── PAGE EXTRACT ──

Opposition Leader to make bid to oust Daniel Andrews
Premier Daniel Andrews says a Liberal plot to oust him with a vote of no confidence is just cheap politics. But Opposition Leader Michael O’Brien claims he has community support as website detailing the plan crashes.
Victoria
Don't miss out on the headlines from Victoria. Followed categories will be added to My News.
A move to oust Daniel Andrews in a vote of no confidence has been brushed off as “cheap politics” by the Premier.
Responding to the announcement by Opposition Leader Michael O’Brien that the motion would be put to parliament in October, Mr Andrews said “cheap politics is no vaccine against the virus and that’s all I will say about him.”
It came as a website set up by the Victorian Liberal Party detailing the plan, crashed on Thursday with thousands of people trying to view the information online.
Mr O’Brien said there was huge support for the move among the community.

───
── DATA TO EXAMINE ──

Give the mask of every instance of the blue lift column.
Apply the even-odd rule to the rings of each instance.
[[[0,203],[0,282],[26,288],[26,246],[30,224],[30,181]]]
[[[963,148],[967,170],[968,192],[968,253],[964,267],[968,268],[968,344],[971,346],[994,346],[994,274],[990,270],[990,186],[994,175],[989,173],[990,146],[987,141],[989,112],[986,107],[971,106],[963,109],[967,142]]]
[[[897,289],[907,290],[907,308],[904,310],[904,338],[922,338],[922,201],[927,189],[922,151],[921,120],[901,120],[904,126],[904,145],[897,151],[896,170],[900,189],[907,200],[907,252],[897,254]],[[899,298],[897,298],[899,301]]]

───
── DATA TO EXAMINE ──

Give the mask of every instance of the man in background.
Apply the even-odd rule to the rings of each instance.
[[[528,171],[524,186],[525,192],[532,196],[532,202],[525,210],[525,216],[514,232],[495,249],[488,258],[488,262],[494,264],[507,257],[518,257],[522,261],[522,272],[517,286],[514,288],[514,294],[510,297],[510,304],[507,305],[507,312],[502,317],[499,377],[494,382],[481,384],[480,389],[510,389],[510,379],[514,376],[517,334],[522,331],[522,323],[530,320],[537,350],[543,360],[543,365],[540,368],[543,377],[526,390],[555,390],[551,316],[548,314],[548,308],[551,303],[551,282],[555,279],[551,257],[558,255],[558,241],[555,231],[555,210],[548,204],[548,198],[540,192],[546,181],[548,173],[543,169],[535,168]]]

───

*PROBLEM SET:*
(1) Name every person and every organization that the article about the no-confidence bid identifies by name.
(2) Output the article about the no-confidence bid word for word, everything from "A move to oust" down to "the information online.".
Rely solely on the article about the no-confidence bid, not on the listing.

*ANSWERS TO THE EXERCISE:*
(1) Daniel Andrews, Michael O'Brien, Victorian Liberal Party

(2)
A move to oust Daniel Andrews in a vote of no confidence has been brushed off as “cheap politics” by the Premier.
Responding to the announcement by Opposition Leader Michael O’Brien that the motion would be put to parliament in October, Mr Andrews said “cheap politics is no vaccine against the virus and that’s all I will say about him.”
It came as a website set up by the Victorian Liberal Party detailing the plan, crashed on Thursday with thousands of people trying to view the information online.